Task description → Rewrite the excerpt on the submarine agreement from "President Biden has" up to and including "the three allies.", replacing "security alliance" with "defense pact".

Excerpt →

In this photo provided by U.S. Navy, the Virginia-class fast-attack submarine USS Illinois (SSN 786) returns home to Joint Base Pearl Harbor-Hickam. (Mass Communication Specialist 1st Class Michael B. Zingaro/U.S. Navy via AP)

President Biden has announced a new security alliance between the U.S., Britain, and Australia in the Indo-Pacific region to help equip Australia with nuclear-powered submarines. It's a move that will surely draw backlash from the communist regime in China.

The new agreement opens the door to sharing defense resources between the three allies.

The President said it was about ensuring peace and stability in the Indo-Pacific over the long term.

Biden, British Prime Minister Boris Johnson, and Australian Prime Minister Scott Morrison made the joint announcement together Thursday via a digital joint press conference.

The first item on the agenda will be helping Australia build at least eight nuclear-powered submarines using U.S. expertise while dumping a contract with France for diesel-electric subs. 

As a result of the agreement, Australia notified France that it would end its contract with state majority-owned DCNS to build 12 of the world's largest conventional submarines.

Recorded information →
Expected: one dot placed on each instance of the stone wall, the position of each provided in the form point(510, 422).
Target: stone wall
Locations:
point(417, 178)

Exercise answer →
President Biden has announced a new defense pact between the U.S., Britain, and Australia in the Indo-Pacific region to help equip Australia with nuclear-powered submarines. It's a move that will surely draw backlash from the communist regime in China.

The new agreement opens the door to sharing defense resources between the three allies.